*** Extracted text Section Begins ***

Food coverage is supported by a generous donation from Susan and Moses Libitzky.
On Dec. 15, 2019, Eric Fenster addressed a crowd of investors and friends of Gather, the downtown Berkeley restaurant he co-founded 10 years ago, and shared some of the milestones achieved thus far: over 1 million meals served, more than $100,000 donated through its “Cocktails for Change” program, tons of landfill waste diverted through the restaurant’s composting program.
Fenster then asked those assembled to envision a greenhouse-like structure built on Gather’s outdoor patio, where film screenings and events with farmers and speakers could take place.
That optimistic look into the future took place just a few short months before the pandemic forced the restaurant to close.
In September, after being shut down for six months, “Gather 2.0” opened for takeout and socially distanced outdoor seating for about 75.
With all the talk about essential workers and essential services that came with the pandemic, Fenster wanted Gather’s new incarnation to be much more of an essential service as opposed to a special occasion restaurant. That means the full-service restaurant of pre-Covid times probably won’t come back as it was.

*** Extracted text Section Ends ***
*** Given data Section Begins ***

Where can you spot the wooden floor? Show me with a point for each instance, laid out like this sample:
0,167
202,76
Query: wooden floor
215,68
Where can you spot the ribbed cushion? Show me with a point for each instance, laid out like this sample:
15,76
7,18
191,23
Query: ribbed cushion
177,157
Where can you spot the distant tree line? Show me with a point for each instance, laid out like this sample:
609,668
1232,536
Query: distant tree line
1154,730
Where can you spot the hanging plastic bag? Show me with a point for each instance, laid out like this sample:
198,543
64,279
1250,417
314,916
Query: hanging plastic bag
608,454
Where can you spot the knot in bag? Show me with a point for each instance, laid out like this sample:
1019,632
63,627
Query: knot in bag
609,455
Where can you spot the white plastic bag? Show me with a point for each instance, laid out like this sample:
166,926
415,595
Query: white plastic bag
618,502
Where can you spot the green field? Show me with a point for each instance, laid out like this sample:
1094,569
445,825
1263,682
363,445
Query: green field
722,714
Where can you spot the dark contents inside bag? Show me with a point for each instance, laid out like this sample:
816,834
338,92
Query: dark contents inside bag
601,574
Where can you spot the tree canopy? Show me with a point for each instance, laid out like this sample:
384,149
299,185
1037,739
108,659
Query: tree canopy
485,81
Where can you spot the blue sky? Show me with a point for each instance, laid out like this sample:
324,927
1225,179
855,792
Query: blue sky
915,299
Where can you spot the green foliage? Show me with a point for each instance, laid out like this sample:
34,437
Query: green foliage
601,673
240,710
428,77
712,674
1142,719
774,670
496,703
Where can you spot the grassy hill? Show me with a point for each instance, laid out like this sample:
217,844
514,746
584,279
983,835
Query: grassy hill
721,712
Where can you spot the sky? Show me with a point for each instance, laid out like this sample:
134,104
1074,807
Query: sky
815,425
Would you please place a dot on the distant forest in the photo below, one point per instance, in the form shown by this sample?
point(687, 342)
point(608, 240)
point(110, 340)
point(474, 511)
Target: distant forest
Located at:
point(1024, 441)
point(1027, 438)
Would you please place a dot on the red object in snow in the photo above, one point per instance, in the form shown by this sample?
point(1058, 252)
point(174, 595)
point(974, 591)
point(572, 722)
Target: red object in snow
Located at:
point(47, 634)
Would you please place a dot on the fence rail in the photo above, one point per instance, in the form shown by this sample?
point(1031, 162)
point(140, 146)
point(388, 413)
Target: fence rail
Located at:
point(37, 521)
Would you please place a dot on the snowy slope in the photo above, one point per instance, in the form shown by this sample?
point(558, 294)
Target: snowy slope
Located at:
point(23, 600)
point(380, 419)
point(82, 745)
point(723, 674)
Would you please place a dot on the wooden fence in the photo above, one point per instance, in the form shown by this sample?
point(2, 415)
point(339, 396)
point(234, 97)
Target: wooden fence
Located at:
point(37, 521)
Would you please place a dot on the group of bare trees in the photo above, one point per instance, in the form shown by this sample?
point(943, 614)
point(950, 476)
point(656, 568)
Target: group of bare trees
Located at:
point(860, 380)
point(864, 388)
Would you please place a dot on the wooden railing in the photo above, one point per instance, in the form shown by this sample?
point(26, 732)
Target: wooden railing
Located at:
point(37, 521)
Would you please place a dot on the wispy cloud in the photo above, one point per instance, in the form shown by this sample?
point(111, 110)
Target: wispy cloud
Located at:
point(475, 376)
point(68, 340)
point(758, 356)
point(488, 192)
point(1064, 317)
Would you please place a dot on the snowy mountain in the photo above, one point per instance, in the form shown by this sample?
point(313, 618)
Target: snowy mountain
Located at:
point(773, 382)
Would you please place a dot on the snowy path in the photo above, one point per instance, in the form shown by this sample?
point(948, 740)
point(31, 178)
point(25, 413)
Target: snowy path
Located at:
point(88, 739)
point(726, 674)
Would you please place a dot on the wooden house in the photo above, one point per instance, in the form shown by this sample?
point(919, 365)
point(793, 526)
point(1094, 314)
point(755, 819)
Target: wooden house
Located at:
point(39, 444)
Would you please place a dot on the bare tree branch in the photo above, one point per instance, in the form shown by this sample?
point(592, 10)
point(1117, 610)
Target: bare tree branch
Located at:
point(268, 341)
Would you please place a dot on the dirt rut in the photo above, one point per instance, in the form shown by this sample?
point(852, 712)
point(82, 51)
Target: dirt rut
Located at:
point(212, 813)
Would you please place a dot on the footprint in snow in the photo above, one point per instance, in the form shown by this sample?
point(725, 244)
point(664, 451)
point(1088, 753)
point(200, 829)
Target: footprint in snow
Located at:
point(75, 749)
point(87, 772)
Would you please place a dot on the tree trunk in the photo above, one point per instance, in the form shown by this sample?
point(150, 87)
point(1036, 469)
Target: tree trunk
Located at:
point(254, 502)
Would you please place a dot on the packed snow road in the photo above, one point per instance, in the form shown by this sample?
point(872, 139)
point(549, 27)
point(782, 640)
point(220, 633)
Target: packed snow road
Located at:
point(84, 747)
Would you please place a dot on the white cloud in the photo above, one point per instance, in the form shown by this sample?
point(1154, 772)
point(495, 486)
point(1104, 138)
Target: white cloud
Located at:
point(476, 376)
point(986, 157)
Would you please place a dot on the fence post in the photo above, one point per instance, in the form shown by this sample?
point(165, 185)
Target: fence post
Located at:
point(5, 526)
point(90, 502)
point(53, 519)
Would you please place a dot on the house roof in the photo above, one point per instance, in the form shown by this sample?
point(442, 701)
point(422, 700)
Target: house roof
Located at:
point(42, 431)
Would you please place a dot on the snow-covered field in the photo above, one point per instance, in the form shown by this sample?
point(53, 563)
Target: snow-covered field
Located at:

*** Given data Section Ends ***

Exercises to complete:
[a] Answer the following questions using the text on Gather.
(i) How many meals had the restaurant served by the time of the December 15, 2019 gathering?
(ii) What structure did Fenster ask those assembled to envision on Gather's outdoor patio?
(iii) For roughly how many people did "Gather 2.0" provide socially distanced outdoor seating?
[b] Reproduce the passage of the text on Gather that begins at the words "Fenster then asked" and ends after the words "could take place.".
[c] Write what comes next in the text on Gather, picking up after its final sentence.

Answer set:
[a]
(i) Over 1 million meals.
(ii) A greenhouse-like structure where film screenings and events with farmers and speakers could take place.
(iii) About 75.

[b]
Fenster then asked those assembled to envision a greenhouse-like structure built on Gather’s outdoor patio, where film screenings and events with farmers and speakers could take place.

[c]
Fenster is originally from New City, New York, and recalled how he “potchked” in the kitchen with his grandmother Esther. He was raised Reform and says family gatherings around food played a pivotal role in the path he chose. After studying ecology and conservation biology at the University of Madison–Wisconsin, he worked at the Teva Learning Center teaching Jewish environmental education. The executive director at the time was Adam Berman, founder of Berkeley’s Urban Adamah.
Fenster’s first job in Berkeley was at the Edible Schoolyard, the educational program founded by Alice Waters, and then he went on to found an outdoor adventure company and farm-to-table catering company, Back to Earth, before opening Gather.
When he and his then-partner did a crowdsourcing campaign before their opening over a decade ago, Gather was among the first restaurants to raise funds that way, and now Fenster is going back to the community to do it again. He has just launched a Kickstarter campaign to help fund the new events space.
Fenster is still visualizing the greenhouse-type structure on the patio, but now it won’t have walls. He had applied for permits before the pandemic, but because the approval process can take a long time in Berkeley, it gave him time to make the necessary design changes.
“Now it will be an open-air canopy with radiant heating for winter and have an indoor-outdoor feel,” he said. “We’ll be able to have Covid-friendly outdoor movie nights in the middle of winter, workshops and talks and probably some ticketed events.” The new addition was approved in August; Fenster hopes it will be operational by December.
He envisions a market taking up some of the space, so that when diners come to eat, they can add grocery items to their order and leave with eggs, milk, produce or a treat, like cookie dough.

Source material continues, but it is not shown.